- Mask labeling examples
_ _ _ _ _ _ _
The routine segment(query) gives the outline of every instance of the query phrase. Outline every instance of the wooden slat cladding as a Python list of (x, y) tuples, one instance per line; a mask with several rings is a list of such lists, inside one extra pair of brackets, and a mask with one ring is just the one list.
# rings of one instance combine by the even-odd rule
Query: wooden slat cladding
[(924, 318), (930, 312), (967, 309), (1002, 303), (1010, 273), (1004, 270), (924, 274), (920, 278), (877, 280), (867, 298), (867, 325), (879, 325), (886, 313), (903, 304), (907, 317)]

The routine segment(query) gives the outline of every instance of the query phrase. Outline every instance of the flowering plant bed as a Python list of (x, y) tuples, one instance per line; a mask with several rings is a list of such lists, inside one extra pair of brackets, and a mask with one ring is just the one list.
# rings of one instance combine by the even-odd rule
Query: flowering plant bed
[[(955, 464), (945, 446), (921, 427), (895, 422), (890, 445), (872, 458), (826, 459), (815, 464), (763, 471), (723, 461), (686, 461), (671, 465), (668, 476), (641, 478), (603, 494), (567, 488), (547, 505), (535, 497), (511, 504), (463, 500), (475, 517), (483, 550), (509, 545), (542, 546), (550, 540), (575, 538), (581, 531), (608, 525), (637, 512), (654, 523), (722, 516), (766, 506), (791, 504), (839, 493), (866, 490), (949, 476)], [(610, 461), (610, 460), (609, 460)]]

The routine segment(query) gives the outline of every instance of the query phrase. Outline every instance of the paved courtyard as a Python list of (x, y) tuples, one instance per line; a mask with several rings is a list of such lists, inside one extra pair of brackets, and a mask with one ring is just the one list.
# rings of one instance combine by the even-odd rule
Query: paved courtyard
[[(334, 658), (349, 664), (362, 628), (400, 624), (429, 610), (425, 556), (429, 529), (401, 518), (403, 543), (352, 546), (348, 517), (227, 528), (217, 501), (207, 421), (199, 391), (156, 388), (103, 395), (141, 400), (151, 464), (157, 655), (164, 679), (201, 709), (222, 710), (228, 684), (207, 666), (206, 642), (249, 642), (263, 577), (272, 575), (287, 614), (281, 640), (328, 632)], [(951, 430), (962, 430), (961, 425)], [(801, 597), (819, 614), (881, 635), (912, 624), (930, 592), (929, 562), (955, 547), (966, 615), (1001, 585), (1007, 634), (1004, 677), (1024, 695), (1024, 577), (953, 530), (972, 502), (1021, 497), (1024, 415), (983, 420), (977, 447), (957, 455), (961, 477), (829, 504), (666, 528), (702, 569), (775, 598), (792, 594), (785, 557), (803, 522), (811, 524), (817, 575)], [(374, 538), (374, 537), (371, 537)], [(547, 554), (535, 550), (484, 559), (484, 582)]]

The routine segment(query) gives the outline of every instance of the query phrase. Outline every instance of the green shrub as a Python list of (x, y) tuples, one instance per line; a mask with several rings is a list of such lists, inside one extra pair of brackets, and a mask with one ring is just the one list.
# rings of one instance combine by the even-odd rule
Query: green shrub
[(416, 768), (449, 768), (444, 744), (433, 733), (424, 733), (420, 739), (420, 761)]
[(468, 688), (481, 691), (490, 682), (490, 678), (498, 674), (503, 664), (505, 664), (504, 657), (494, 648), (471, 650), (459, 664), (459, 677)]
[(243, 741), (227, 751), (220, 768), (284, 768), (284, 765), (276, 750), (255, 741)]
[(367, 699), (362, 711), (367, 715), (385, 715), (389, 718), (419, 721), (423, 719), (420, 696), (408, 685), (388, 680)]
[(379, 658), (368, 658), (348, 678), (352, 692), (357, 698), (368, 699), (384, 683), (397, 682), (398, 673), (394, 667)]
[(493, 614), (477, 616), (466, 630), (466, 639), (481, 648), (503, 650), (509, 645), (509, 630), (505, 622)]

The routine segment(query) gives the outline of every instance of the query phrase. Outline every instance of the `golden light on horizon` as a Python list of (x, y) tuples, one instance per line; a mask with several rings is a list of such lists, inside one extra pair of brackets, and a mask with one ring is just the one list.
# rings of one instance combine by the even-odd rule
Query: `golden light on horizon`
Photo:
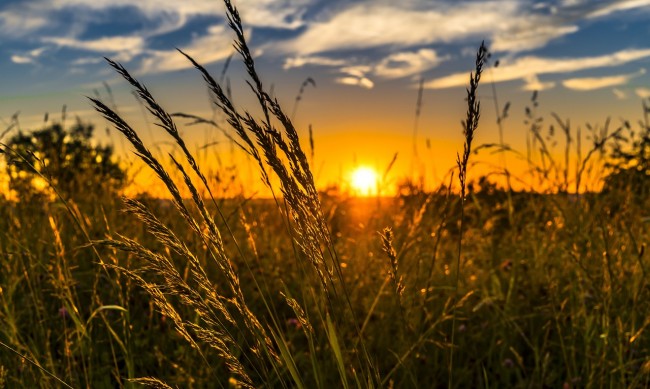
[(354, 194), (372, 196), (377, 194), (378, 175), (375, 169), (359, 166), (350, 175), (350, 185)]

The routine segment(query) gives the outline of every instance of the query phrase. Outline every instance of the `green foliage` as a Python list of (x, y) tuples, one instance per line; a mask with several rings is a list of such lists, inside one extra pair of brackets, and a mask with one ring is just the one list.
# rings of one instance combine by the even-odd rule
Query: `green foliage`
[(10, 189), (21, 200), (50, 196), (47, 181), (66, 199), (116, 193), (124, 186), (126, 173), (114, 160), (111, 146), (91, 143), (93, 129), (81, 121), (69, 130), (54, 123), (11, 137), (5, 148)]

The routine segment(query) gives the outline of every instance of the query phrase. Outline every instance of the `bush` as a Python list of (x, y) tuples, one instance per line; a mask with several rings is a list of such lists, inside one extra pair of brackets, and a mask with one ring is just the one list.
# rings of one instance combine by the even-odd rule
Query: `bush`
[(14, 135), (5, 150), (10, 189), (23, 201), (51, 197), (52, 187), (75, 200), (115, 194), (124, 187), (126, 173), (111, 146), (91, 143), (93, 130), (77, 121), (69, 130), (54, 123)]

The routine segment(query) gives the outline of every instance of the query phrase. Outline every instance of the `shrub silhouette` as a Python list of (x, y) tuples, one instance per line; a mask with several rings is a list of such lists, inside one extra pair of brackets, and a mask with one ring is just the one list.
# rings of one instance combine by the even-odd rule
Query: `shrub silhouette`
[(111, 146), (91, 143), (93, 130), (93, 125), (78, 120), (69, 130), (54, 123), (14, 135), (7, 142), (10, 189), (21, 201), (44, 200), (52, 194), (51, 186), (66, 199), (115, 194), (124, 186), (126, 173)]

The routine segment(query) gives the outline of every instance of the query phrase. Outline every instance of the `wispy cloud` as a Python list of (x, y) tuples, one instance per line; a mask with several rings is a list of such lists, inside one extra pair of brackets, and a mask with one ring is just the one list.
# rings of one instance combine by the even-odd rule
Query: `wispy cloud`
[(300, 68), (307, 65), (345, 66), (345, 65), (349, 65), (349, 62), (344, 59), (319, 57), (319, 56), (292, 57), (292, 58), (287, 58), (284, 61), (284, 65), (282, 65), (282, 68), (284, 70), (288, 70), (292, 68)]
[(614, 89), (612, 89), (612, 93), (614, 94), (614, 96), (616, 96), (616, 98), (617, 98), (618, 100), (625, 100), (625, 99), (627, 99), (627, 93), (625, 93), (625, 91), (622, 91), (622, 90), (620, 90), (620, 89), (618, 89), (618, 88), (614, 88)]
[(17, 64), (28, 64), (28, 63), (33, 63), (34, 59), (32, 57), (27, 57), (24, 55), (12, 55), (11, 62)]
[[(246, 31), (250, 35), (250, 30)], [(219, 61), (228, 57), (234, 50), (227, 38), (230, 31), (226, 26), (217, 25), (208, 28), (208, 34), (197, 37), (181, 49), (202, 64)], [(210, 50), (205, 48), (209, 47)], [(192, 67), (192, 64), (176, 50), (148, 51), (140, 67), (142, 73), (161, 73)]]
[[(621, 50), (612, 54), (582, 58), (541, 58), (526, 56), (504, 63), (492, 74), (494, 82), (526, 80), (542, 74), (571, 73), (586, 69), (623, 65), (650, 57), (650, 49)], [(505, 62), (505, 61), (504, 61)], [(460, 72), (433, 79), (425, 84), (431, 89), (451, 88), (465, 85), (467, 73)]]
[[(610, 4), (604, 4), (599, 8), (594, 9), (587, 14), (587, 18), (600, 18), (608, 16), (615, 12), (628, 11), (632, 9), (644, 8), (650, 6), (650, 0), (618, 0), (612, 1)], [(646, 12), (648, 10), (646, 9)]]
[(52, 23), (47, 17), (11, 8), (0, 12), (0, 33), (3, 37), (20, 38)]
[(634, 93), (636, 93), (640, 98), (646, 99), (650, 97), (650, 88), (636, 88)]
[(580, 91), (595, 90), (612, 86), (625, 85), (634, 77), (638, 77), (643, 74), (645, 74), (645, 69), (641, 69), (637, 73), (619, 74), (614, 76), (570, 78), (568, 80), (562, 81), (562, 85), (565, 88)]
[(432, 49), (395, 53), (381, 60), (374, 73), (385, 78), (412, 76), (438, 66), (445, 59), (447, 57), (439, 57)]
[(523, 90), (527, 91), (543, 91), (547, 89), (551, 89), (555, 87), (555, 82), (553, 81), (540, 81), (537, 75), (531, 75), (529, 77), (526, 77), (524, 79), (526, 84), (522, 88)]

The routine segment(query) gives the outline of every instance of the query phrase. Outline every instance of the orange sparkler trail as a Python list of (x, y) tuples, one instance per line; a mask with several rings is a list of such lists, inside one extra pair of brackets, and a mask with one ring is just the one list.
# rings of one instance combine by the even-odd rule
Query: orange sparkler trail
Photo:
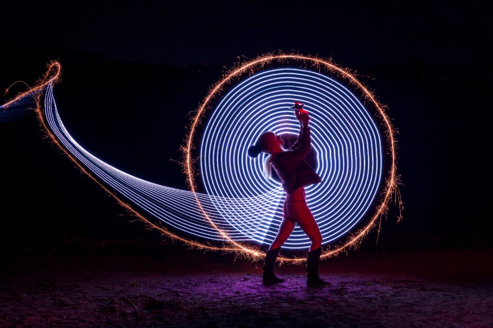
_ _ _ _ _ _ _
- Written problem
Copy out the lines of the data from its first line through the line containing "Query: wooden slat cladding", including both.

- Task output
The routine segment(query) gives the outline of every instance of the query phrase. Outline every instance of the wooden slat cladding as a Python list of (x, y) tuples, one instance per line; a mask with several rings is a list of such lists, inside one extra pair of brackets, and a mask with one ring is just the one list.
# rings of one instance combine by the even-odd rule
Query: wooden slat cladding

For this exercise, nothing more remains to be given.